In the lines below, find the one that contains "of the shuttered" and write it out exactly, along with every line that follows it.

━━ Records shown

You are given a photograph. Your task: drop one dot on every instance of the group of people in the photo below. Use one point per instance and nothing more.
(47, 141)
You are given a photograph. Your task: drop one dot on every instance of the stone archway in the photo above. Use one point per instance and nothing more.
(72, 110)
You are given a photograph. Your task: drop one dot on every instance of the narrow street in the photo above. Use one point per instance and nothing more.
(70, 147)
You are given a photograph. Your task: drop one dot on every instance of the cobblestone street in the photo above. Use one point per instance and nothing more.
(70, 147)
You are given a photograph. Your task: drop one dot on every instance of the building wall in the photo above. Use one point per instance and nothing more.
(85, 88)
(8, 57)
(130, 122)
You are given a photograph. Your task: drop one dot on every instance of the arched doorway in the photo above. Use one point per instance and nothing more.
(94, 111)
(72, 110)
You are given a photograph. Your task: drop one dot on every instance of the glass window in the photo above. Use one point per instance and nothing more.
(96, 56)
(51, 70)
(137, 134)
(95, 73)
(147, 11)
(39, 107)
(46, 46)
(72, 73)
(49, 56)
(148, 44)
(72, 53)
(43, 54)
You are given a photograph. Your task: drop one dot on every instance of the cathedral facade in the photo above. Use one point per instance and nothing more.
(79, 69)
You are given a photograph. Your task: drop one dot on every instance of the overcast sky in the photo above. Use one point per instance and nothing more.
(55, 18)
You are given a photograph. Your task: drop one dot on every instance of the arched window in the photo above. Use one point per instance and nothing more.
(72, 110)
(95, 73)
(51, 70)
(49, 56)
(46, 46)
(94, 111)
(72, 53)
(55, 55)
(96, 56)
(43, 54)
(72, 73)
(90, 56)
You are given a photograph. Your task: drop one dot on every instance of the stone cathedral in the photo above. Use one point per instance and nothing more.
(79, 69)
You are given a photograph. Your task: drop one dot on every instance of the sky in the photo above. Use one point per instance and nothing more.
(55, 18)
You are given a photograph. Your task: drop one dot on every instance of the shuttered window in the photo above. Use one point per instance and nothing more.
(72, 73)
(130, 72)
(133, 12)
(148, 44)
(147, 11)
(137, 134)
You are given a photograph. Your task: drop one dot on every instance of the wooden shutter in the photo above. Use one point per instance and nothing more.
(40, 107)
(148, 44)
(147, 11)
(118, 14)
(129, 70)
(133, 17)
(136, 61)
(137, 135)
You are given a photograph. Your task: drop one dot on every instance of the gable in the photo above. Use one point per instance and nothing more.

━━━━

**Your solution**
You are given a photograph. Your task: drop one dot on every instance of the shuttered window in the photo above. Use one point per instance and nothing more.
(72, 73)
(130, 72)
(133, 12)
(148, 44)
(147, 11)
(137, 134)
You are given a photograph. Your task: drop one dot on every instance of the wooden shutter in the photo above. Use one point per instance and nothing more.
(40, 107)
(148, 44)
(147, 11)
(118, 14)
(129, 70)
(133, 17)
(136, 61)
(137, 135)
You are given a photograph. Your task: drop one dot on every instance of the gable in the photo above. Use one point per instance and nothing more.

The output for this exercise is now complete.